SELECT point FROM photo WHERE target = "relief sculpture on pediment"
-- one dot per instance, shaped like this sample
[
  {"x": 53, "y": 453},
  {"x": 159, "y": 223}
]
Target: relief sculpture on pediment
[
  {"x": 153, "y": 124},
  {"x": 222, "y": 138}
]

The problem:
Render every line of the entries as a Markdown table with the columns Row and Line, numbering the rows in order and skipping any blank lines.

Task output:
| Row | Line |
|---|---|
| 1 | SELECT point FROM photo WHERE target = "relief sculpture on pediment" |
| 2 | -- one dot per instance, shaped like this sample |
| 3 | [ |
| 4 |   {"x": 53, "y": 453}, |
| 5 |   {"x": 159, "y": 223} |
| 6 | ] |
| 7 | Target: relief sculpture on pediment |
| 8 | [ |
| 9 |   {"x": 153, "y": 124}, |
| 10 |   {"x": 222, "y": 138} |
| 11 | ] |